RECORDS:
-.-.-

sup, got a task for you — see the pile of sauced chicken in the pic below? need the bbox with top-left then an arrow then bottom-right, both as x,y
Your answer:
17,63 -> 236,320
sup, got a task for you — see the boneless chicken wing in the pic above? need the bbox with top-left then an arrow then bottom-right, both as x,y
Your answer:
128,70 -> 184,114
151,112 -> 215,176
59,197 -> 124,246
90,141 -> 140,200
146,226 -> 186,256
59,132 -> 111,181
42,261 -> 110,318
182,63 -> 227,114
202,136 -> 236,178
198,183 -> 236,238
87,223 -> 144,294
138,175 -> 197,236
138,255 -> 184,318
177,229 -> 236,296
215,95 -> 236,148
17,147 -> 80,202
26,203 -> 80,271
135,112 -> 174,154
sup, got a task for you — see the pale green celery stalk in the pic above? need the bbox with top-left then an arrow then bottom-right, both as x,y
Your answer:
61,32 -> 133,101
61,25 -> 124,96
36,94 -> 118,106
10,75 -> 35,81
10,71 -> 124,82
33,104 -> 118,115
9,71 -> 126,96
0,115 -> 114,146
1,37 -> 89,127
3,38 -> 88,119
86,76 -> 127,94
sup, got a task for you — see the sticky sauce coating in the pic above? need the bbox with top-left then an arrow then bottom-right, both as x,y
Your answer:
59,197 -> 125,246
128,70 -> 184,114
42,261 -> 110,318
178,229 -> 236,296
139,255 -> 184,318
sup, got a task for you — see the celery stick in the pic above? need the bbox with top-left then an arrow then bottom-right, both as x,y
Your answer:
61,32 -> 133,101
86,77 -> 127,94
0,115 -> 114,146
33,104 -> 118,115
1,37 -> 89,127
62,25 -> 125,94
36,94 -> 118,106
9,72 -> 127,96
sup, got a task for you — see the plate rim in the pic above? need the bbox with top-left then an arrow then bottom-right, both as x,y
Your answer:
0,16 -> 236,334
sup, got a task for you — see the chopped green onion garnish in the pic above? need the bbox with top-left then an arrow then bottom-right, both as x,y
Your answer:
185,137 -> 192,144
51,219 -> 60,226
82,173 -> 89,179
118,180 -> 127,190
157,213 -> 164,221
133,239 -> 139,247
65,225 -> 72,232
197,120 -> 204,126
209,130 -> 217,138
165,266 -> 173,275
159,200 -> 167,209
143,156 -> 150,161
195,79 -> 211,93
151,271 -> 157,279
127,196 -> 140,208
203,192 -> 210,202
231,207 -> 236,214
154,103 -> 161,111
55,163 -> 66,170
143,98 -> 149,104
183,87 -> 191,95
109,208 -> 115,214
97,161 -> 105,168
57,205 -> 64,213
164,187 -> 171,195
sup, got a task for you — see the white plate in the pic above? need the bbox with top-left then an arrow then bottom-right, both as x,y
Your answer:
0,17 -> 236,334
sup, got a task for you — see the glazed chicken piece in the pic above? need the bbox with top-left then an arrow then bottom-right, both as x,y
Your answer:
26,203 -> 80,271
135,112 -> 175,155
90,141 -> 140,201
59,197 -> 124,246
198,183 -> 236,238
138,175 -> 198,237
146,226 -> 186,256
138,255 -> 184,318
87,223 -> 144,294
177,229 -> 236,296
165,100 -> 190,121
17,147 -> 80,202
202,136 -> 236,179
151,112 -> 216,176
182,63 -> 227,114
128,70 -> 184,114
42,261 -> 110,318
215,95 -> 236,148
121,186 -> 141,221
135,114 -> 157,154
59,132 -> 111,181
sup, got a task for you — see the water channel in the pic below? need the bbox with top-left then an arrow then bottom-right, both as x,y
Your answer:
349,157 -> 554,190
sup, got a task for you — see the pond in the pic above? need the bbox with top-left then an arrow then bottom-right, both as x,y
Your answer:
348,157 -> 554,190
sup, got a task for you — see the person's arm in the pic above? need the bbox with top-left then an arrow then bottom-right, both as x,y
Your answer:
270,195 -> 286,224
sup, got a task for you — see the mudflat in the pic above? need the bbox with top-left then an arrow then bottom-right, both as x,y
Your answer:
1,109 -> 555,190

-.-.-

WHAT THE TASK REQUIRES: Where does the string "plate" occur in the listing above? Return every line that contains it.

ANSWER TO THIS EXERCISE:
sup, got a task for you — see the plate rim in the pic above? need the bbox with top-left then an arrow then bottom-right, both as x,y
sup, got a task for you — see the white plate in the pic above? need the bbox with top-left then an arrow then bottom-right, both as x,y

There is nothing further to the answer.